== Provided records

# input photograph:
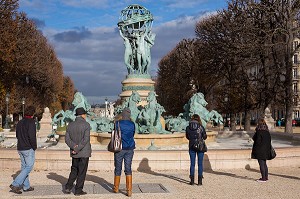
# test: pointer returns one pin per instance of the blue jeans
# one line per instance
(127, 156)
(27, 161)
(193, 161)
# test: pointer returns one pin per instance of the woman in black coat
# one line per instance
(261, 149)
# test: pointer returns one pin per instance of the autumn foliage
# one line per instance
(29, 66)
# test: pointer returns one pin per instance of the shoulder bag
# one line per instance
(273, 153)
(115, 144)
(199, 145)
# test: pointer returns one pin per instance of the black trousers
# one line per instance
(78, 172)
(263, 169)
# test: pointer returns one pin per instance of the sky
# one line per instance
(86, 40)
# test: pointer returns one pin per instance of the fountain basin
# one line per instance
(144, 140)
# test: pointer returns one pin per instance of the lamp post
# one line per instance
(226, 103)
(6, 119)
(106, 103)
(23, 105)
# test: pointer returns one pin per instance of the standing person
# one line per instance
(78, 139)
(261, 149)
(279, 123)
(195, 126)
(127, 128)
(26, 146)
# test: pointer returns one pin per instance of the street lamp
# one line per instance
(23, 105)
(106, 103)
(6, 119)
(226, 104)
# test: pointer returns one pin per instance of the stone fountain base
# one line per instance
(144, 140)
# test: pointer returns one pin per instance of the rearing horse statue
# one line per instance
(196, 105)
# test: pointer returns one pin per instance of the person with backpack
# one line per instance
(193, 131)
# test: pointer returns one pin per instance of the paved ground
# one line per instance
(283, 183)
(240, 183)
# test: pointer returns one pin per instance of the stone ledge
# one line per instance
(156, 160)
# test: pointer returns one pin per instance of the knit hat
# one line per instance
(126, 114)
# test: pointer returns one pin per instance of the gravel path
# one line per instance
(240, 183)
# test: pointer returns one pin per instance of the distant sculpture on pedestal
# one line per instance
(45, 124)
(268, 119)
(135, 28)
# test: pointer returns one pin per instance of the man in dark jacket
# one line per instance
(26, 135)
(78, 139)
(261, 149)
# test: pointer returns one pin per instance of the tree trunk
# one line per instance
(247, 121)
(232, 122)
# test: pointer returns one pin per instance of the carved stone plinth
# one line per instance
(142, 85)
(268, 119)
(45, 124)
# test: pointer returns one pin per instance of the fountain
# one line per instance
(135, 23)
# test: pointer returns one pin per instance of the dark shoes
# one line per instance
(261, 180)
(192, 182)
(67, 191)
(80, 193)
(200, 180)
(29, 189)
(14, 189)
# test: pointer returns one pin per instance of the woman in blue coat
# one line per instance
(261, 149)
(127, 128)
(195, 126)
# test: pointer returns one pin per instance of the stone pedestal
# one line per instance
(143, 85)
(45, 124)
(269, 120)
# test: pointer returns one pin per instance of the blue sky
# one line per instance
(85, 37)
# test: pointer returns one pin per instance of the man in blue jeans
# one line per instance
(26, 135)
(127, 128)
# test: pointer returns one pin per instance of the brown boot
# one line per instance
(116, 184)
(129, 185)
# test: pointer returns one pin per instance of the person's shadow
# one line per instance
(16, 174)
(247, 167)
(101, 181)
(58, 178)
(63, 180)
(208, 169)
(145, 168)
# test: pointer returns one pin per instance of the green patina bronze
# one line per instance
(133, 88)
(135, 23)
(98, 124)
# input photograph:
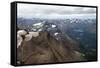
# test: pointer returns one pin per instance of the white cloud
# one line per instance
(34, 10)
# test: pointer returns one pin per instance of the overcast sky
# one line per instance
(49, 11)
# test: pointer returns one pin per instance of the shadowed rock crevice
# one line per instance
(45, 49)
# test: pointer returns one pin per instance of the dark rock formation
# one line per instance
(45, 49)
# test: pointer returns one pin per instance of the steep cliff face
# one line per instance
(45, 49)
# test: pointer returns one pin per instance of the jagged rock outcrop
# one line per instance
(45, 49)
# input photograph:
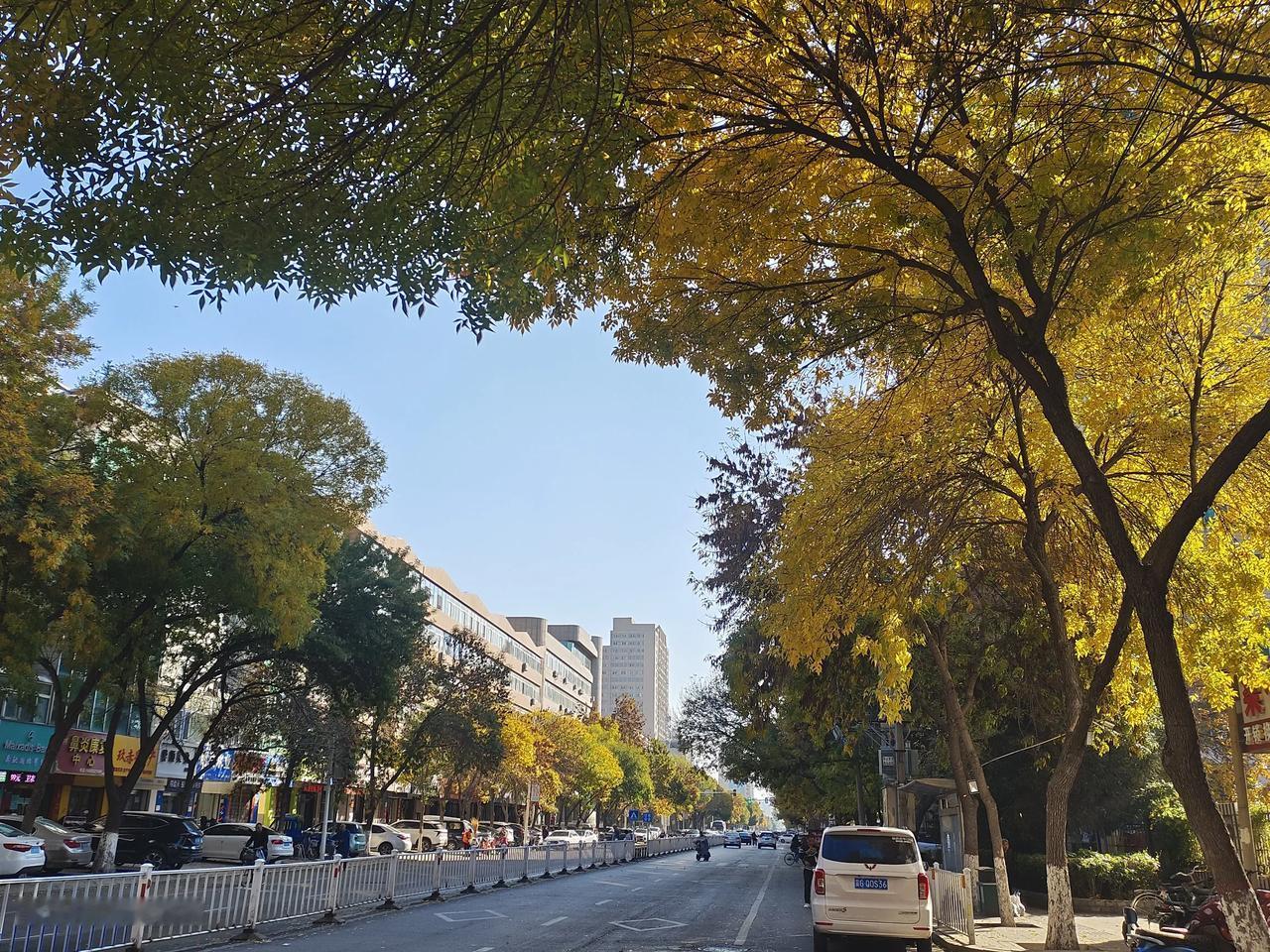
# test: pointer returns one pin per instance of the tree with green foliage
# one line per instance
(229, 485)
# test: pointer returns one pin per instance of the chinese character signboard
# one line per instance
(1255, 717)
(23, 746)
(82, 753)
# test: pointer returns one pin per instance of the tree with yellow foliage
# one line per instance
(822, 184)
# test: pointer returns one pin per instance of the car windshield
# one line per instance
(870, 849)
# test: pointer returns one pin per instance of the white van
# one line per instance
(870, 881)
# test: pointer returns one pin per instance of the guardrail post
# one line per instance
(139, 925)
(390, 880)
(969, 906)
(336, 869)
(436, 876)
(502, 870)
(255, 887)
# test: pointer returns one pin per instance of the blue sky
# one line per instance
(539, 471)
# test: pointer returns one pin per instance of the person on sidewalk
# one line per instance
(811, 855)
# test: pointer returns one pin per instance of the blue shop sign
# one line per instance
(23, 746)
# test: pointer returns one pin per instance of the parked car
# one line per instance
(454, 828)
(229, 841)
(21, 853)
(426, 834)
(870, 883)
(64, 847)
(164, 841)
(356, 837)
(385, 838)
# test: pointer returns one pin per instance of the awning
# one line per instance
(934, 787)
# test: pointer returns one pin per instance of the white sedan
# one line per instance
(563, 838)
(19, 852)
(227, 841)
(386, 838)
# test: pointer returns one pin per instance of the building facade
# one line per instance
(636, 661)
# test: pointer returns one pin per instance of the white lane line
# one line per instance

====

Where does the string "woman" appear in the records above? Show every line that holds it.

▶ [Expected answer]
# test: pointer returns one pin per instance of the woman in black coat
# test: pointer returns one pin per instance of the woman in blue coat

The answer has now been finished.